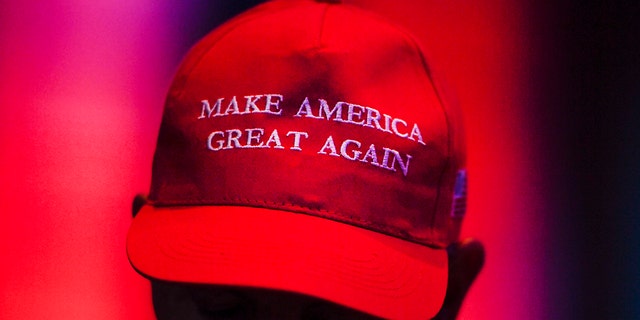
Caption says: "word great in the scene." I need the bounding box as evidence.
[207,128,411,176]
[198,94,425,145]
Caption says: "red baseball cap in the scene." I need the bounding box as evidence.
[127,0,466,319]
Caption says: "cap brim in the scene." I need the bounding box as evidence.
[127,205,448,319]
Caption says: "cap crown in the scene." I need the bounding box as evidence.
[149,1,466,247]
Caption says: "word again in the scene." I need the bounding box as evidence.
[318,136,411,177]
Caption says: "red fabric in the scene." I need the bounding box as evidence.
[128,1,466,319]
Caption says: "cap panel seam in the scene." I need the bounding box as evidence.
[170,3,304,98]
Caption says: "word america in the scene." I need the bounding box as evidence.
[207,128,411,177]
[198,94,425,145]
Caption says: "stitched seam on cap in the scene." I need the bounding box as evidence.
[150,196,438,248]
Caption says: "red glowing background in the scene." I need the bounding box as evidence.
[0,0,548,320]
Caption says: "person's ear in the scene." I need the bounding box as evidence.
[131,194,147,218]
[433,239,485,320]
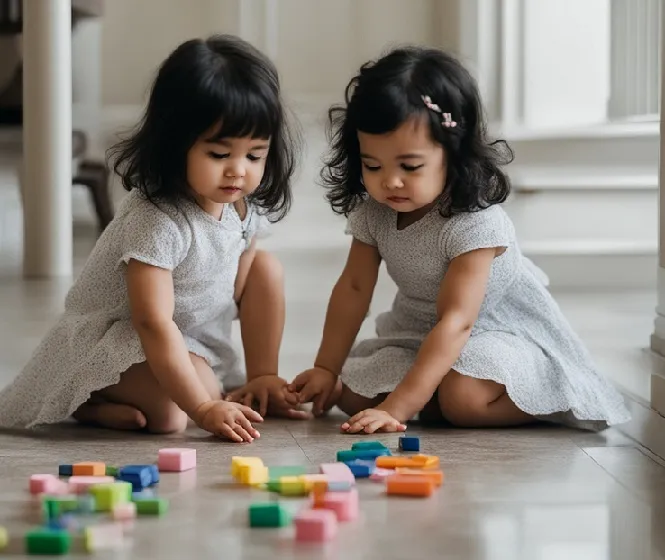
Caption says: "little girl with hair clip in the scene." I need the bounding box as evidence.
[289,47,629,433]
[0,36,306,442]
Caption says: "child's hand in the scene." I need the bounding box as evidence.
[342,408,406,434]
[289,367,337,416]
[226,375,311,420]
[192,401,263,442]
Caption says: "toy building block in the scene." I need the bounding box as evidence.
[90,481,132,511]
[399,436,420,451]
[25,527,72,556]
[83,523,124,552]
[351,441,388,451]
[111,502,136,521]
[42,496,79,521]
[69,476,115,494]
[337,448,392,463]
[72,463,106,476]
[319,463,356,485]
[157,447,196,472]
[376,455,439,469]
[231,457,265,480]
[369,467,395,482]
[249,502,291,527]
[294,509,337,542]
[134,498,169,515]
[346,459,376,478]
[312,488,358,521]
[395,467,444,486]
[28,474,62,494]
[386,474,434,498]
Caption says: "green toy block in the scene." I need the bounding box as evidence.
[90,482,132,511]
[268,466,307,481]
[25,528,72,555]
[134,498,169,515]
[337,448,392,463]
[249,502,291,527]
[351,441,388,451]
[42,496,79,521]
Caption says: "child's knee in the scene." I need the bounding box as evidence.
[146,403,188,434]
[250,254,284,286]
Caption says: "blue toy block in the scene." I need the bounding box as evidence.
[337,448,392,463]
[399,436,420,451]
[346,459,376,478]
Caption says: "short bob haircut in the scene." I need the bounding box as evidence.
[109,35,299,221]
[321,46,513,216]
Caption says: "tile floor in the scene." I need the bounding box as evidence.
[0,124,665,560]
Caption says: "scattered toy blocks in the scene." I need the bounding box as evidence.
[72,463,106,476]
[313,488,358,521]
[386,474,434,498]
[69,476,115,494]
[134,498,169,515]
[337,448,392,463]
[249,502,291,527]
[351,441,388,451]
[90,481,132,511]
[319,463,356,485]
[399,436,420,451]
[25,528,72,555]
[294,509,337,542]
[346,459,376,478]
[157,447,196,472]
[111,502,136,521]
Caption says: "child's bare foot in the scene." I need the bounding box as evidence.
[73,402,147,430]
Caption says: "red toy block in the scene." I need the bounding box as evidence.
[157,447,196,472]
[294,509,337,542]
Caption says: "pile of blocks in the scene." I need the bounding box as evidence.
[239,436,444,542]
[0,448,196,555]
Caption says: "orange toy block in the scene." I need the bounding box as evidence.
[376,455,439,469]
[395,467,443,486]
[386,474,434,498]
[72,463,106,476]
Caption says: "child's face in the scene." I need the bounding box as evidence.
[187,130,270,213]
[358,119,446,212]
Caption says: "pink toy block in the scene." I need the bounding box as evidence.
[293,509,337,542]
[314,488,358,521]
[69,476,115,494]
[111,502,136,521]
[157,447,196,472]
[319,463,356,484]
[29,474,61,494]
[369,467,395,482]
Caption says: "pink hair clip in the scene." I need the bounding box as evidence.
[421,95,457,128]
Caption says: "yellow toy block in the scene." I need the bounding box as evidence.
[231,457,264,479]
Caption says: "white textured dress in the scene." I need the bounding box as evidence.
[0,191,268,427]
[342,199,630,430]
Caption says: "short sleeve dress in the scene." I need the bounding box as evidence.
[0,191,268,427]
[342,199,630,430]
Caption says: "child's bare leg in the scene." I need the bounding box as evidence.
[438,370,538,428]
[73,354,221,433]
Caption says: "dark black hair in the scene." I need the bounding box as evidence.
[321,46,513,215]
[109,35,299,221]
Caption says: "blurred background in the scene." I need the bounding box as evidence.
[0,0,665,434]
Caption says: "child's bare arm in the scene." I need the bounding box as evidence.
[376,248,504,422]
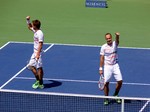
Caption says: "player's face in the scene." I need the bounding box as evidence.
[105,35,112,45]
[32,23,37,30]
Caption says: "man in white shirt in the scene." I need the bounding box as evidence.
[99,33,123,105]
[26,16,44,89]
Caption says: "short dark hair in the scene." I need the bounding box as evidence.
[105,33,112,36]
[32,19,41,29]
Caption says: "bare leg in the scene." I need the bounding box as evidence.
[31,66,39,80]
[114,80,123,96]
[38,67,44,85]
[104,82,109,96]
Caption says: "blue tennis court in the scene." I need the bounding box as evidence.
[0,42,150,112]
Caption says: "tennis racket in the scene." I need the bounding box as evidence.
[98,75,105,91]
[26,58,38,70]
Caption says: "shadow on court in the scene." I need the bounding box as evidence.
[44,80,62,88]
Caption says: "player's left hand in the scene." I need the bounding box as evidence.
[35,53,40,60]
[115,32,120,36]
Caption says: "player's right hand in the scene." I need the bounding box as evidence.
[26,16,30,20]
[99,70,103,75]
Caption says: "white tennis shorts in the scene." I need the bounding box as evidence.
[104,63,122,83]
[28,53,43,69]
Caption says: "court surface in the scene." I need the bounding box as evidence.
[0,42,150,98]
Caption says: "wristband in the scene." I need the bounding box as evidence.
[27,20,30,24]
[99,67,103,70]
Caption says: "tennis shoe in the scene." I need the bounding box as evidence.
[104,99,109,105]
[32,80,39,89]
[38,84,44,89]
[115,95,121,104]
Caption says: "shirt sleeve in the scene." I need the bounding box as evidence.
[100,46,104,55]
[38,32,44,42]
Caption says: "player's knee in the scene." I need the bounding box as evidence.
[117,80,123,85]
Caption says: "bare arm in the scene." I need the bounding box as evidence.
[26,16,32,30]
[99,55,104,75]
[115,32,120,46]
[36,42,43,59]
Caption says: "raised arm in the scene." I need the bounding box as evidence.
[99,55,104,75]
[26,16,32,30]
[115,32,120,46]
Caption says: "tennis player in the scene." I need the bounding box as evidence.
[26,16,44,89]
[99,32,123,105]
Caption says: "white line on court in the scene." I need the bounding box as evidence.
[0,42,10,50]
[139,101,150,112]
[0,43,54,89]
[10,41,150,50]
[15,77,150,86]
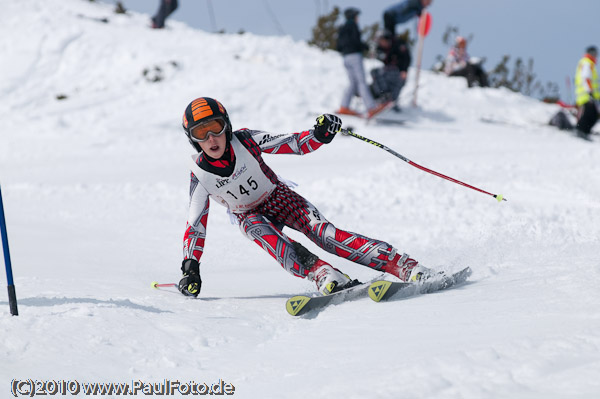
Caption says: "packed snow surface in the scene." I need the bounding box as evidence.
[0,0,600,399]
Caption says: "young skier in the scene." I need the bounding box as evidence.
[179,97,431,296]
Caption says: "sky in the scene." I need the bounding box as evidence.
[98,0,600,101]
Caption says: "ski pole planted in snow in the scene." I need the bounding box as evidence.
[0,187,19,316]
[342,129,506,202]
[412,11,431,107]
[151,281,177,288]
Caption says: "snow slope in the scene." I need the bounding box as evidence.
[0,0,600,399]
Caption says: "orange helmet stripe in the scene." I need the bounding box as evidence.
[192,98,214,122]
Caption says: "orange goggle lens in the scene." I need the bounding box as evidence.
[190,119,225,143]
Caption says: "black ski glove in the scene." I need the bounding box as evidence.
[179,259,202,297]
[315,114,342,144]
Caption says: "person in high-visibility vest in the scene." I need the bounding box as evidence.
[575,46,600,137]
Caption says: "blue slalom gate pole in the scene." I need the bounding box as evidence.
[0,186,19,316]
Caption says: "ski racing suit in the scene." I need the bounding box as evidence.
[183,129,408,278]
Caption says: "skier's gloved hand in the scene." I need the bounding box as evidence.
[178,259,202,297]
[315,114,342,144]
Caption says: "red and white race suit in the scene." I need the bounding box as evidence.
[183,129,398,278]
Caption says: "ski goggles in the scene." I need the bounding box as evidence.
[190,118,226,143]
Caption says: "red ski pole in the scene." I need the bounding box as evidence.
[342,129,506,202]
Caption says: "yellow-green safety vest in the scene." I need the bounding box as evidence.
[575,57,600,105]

---

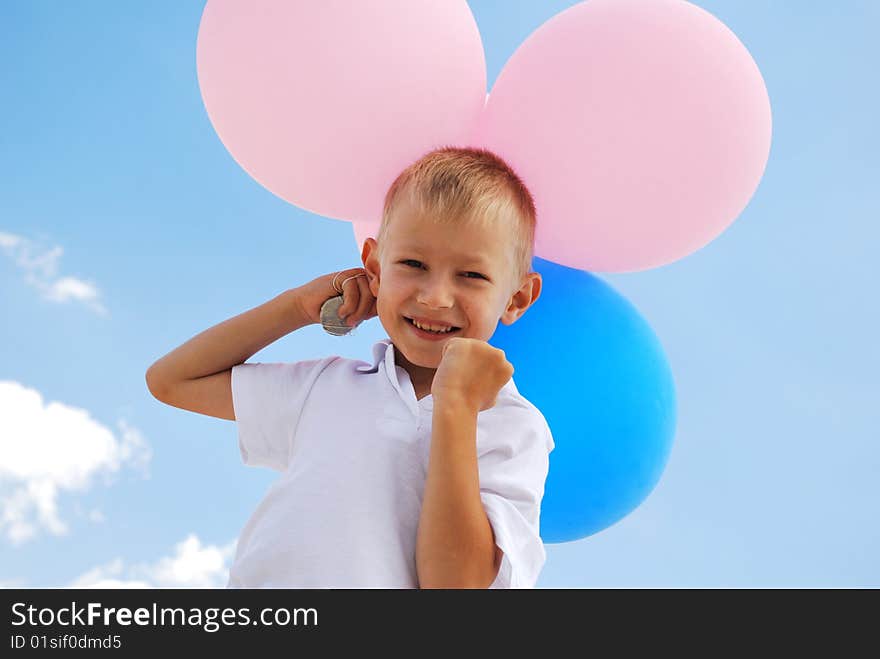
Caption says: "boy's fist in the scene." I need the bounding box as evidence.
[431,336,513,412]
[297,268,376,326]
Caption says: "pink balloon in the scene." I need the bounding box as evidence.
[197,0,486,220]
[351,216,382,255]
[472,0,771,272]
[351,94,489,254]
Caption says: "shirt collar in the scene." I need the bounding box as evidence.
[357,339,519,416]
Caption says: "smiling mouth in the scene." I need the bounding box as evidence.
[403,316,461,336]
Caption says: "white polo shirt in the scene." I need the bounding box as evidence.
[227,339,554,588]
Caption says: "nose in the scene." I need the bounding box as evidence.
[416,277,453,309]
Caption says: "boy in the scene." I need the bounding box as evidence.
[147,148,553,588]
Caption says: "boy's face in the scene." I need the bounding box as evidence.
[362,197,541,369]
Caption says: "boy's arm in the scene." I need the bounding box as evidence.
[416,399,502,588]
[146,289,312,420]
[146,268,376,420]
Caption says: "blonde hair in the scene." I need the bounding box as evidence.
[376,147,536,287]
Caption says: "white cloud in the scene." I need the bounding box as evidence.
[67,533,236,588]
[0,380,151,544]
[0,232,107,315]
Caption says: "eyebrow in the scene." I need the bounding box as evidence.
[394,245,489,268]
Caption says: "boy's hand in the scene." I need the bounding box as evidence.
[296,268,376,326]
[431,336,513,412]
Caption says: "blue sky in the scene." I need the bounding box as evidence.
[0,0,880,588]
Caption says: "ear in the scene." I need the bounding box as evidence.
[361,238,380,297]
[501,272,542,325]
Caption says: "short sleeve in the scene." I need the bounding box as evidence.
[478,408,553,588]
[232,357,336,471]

* **REQUIREMENT**:
Please gather every line of the items above that contains the string "person", matching case exactly.

* **COMPLETE RESPONSE**:
Caption says: "person's ear in the scene." I need the bounding box as evidence.
Caption says: "person in high-visibility vest in the scene." I need the bounding box as evidence.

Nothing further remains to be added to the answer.